Set tasks —
1. Please reproduce the stretch of the restructure article from "I believe we should be" through "more intuitive way.".
2. Answer these questions from the restructure article:
(a) To what date has the comment deadline been extended?
(b) On what date was the public records request made to King County?
(c) Which three routes serving Georgetown are among the top seven on the priority list for service investments?

Link near Rainier Beach (Photo by Oran – Flickr)
Link near Rainier Beach (Photo by Oran – Flickr)

The comment deadline for Metro’s SE Seattle restructure proposal has been extended until next Sunday, January 10. As a refresher, the proposed restructure would primarily change Route 106 between Rainier Beach and Downtown, severing its connection to Georgetown while providing new connections to local destinations along MLK Way while also extending it to the International District along the path of Route 7. The plan would also extend Route 107 from Rainier Beach to Beacon Hill Station and reduce Route 9 to peak-only.

We made a public records request on November 30 to King County for documentation of how this proposal was developed and prioritized relative to other documented service needs, and we expect to have those documents in the coming days (but likely after the comment deadline). The impetus for developing the proposal goes back to 2012, when Metro deleted the remnants of Route 42 against the opposition of community groups in SE Seattle. This year, Metro formed a community advisory group to analyze and propose these changes, and addressing local bus service on MLK was sure to feature prominently in any proposal, and rightfully so. Current services on MLK have been among the most unreliable in the city, as MLK’s Route 8 suffers badly from upstream congestion of Denny Way every weekday.

I believe we should be constructive and strongly supportive of quality local connections in SE Seattle, while also demanding data-driven and transparent service planning processes. Here at STB, our writers applaud Metro’s efforts to achieve more frequency and reliability in SE Seattle, while also being wary of new duplicative services that effectively push other riders’ needs to the back of the queue.

To that end, this proposal is decidedly a mixed bag. On the one hand, there is much to like. New local connections between Rainier Beach and Beacon Hill are needed and welcome. Frequent, all-day service between Renton, Skyway, Rainier Beach, and Mount Baker would knit together similar communities in a much more intuitive way.

Yet there is also much to dislike. The 106 extension to the International District adds another 15-minute route to the already 10-minute Rainier/Jackson corridor, ahead of 51 other corridors that the 2015 Service Guidelines Report (pg. 12-13) targets for priority investment. The new 106 would still see only half-hourly service on evenings and Sundays. Georgetown also would get a service reduction, losing half its frequency on Airport Way, ironically when three routes serving Georgetown (routes 60, 124, and 131) are in the top seven routes on the priority list for service investments to meet target service levels.

In your comments, we’d suggest effusive praise and support for:

  • More frequent and reliable local service on MLK Way
  • More frequent and reliable connections between Renton, Skyway, Rainier Beach, and Mount Baker
  • New local connections between Rainier Beach Station and Beacon Hill Station

We’d suggest criticism of:

  • Reducing Georgetown service during an environment of revenue growth, especially when multiple routes serving Georgetown are close to the top of the queue for service investments to meet target service levels.

Dataset section —

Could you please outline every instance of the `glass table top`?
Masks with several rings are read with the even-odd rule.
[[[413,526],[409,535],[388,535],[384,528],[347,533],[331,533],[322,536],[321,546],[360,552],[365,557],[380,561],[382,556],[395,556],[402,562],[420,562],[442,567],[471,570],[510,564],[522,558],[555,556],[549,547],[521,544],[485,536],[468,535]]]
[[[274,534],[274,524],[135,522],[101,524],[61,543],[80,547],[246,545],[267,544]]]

Solution set —
1.
I believe we should be constructive and strongly supportive of quality local connections in SE Seattle, while also demanding data-driven and transparent service planning processes. Here at STB, our writers applaud Metro’s efforts to achieve more frequency and reliability in SE Seattle, while also being wary of new duplicative services that effectively push other riders’ needs to the back of the queue.

To that end, this proposal is decidedly a mixed bag. On the one hand, there is much to like. New local connections between Rainier Beach and Beacon Hill are needed and welcome. Frequent, all-day service between Renton, Skyway, Rainier Beach, and Mount Baker would knit together similar communities in a much more intuitive way.

2.
(a) Sunday, January 10
(b) November 30
(c) Routes 60, 124, and 131